## WORK REQUEST
Each line from the one containing "Indicate the fender" to the end of the listing below should be output exactly; no other line is wanted.

## EXTRACTED MATERIAL
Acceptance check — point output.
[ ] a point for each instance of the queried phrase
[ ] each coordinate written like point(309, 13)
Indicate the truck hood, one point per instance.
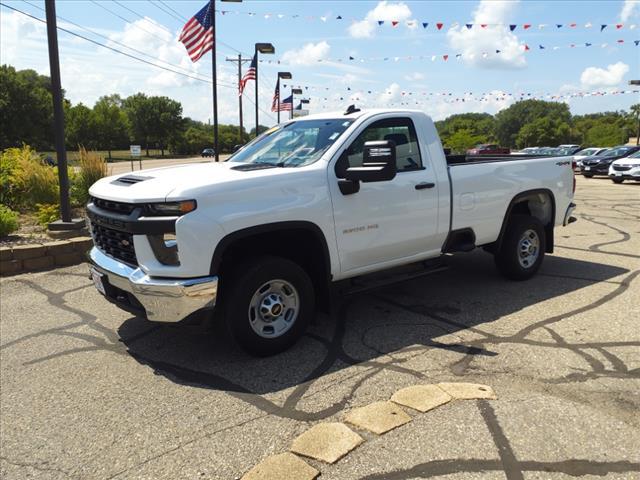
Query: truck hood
point(156, 185)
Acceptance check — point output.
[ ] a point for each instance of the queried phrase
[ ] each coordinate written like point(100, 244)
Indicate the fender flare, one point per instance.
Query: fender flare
point(548, 229)
point(229, 239)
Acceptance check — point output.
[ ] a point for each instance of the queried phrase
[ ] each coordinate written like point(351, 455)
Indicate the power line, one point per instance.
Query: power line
point(115, 41)
point(116, 50)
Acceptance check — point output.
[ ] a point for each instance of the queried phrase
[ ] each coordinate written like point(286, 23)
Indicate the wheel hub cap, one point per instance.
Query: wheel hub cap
point(528, 249)
point(274, 308)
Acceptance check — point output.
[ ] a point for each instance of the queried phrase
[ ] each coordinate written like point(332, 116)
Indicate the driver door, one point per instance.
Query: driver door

## SOLUTION FOR THIS TASK
Indicate the fender flare, one point per instance.
Query: fender flare
point(548, 229)
point(229, 239)
Acceptance check — point output.
[ ] a point for each instance of the queried phrase
[ ] each coordinate written like point(351, 455)
Indicate the power line, one point per instance.
Query: power line
point(115, 41)
point(116, 50)
Acceptance check — point output.
[ ] a point for each instance of the queried phrase
[ ] each coordinate written like point(286, 23)
Indicate the wheel hub cap, one point per instance.
Query: wheel hub cap
point(528, 249)
point(274, 308)
Acceptance check — point output.
[ ] a point for each instance of the queried phrase
[ ] each coordinate written like point(332, 116)
Indicate the driver door, one point per instance.
Query: driver door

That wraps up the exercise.